• Exercise task 1: Reproduce the passage of the essay on death and grief from "A very wise" up to and including "you and me.".
• Exercise task 2: Carry on writing the essay on death and grief, starting after its last sentence.

• Document segment:

++++++++

My monologues about death are prolific, but dialogues are harder to come by. Death is a real conversation-stopper among us mortals; even more so, when a suicide is involved, for death by choice represents the darker side of an earthly departure.

This summer, a well-grounded Northfield minister described the passage beyond earth in these words: Like a natural rhythm, as we take our last breath on earth, the very next breath comes in the world of eternity. Over the last year, as I have sat in darkness and despair, I thought intently about the sound of my breath. In my reflections, I have discovered two new perspectives about death. Each provides me a measure of comfort.

A very wise woman recently asked me to read and reflect on John 11:35. Though perhaps famous for being one of the Bible’s shortest verses, she asked me to consider it as the longest verse in the Bible. Jesus wept. And he wept. And he wept. He kept on weeping for the loss of his friend. Since the dawn of human existence, the passage of death I surmise has not changed. In death, we are most vulnerable. We have no control. We have no leverage. We have nothing. We have no protectorate, no angles, no defenses and no choice. By experiencing the death of someone close to us, we weep as Christ wept for Lazarus, raising our hands and our hearts to God in anguish, perhaps despair. The image of Christ’s body shaking and his hands covering his face with tears flowing is comforting to me. The comfort is in knowing that Christ was as emotionally attached to humanity as you and me.

++++++++

• Extracted entries:
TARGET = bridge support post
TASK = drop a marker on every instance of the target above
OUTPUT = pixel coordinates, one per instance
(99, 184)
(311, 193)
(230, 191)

++++++++

• Response 1:
A very wise woman recently asked me to read and reflect on John 11:35. Though perhaps famous for being one of the Bible’s shortest verses, she asked me to consider it as the longest verse in the Bible. Jesus wept. And he wept. And he wept. He kept on weeping for the loss of his friend. Since the dawn of human existence, the passage of death I surmise has not changed. In death, we are most vulnerable. We have no control. We have no leverage. We have nothing. We have no protectorate, no angles, no defenses and no choice. By experiencing the death of someone close to us, we weep as Christ wept for Lazarus, raising our hands and our hearts to God in anguish, perhaps despair. The image of Christ’s body shaking and his hands covering his face with tears flowing is comforting to me. The comfort is in knowing that Christ was as emotionally attached to humanity as you and me.

• Response 2:
My second perspective formed is a clearer understanding of the good conversations surrounding funerals. I have begun to appreciate and feel at ease at a funeral. In the funeral setting, I suspend my daily routine and enter a dialogue with fellow mourners that is materially different in quality and tone from my normal day. Around the casket, we speak of relationships, impact, priorities, and ways in which someone has touched us. We remember times when we were most human with the person we loved. We speak of what we learned from the person who has passed, what we failed to say to them when they were living, and what we never needed to say because it was always understood. Funerals are like droplets of real conversations on a page mostly filled with routine, noise, fear, and busyness. At a funeral, we come together to share the one common fearful experience that connects us all – our passing from this world. And this passage is made painfully human by the bounds and bonds of relationships. Severed relationships, cut clean by death, make us cry; make us weep and make us mourn miserably.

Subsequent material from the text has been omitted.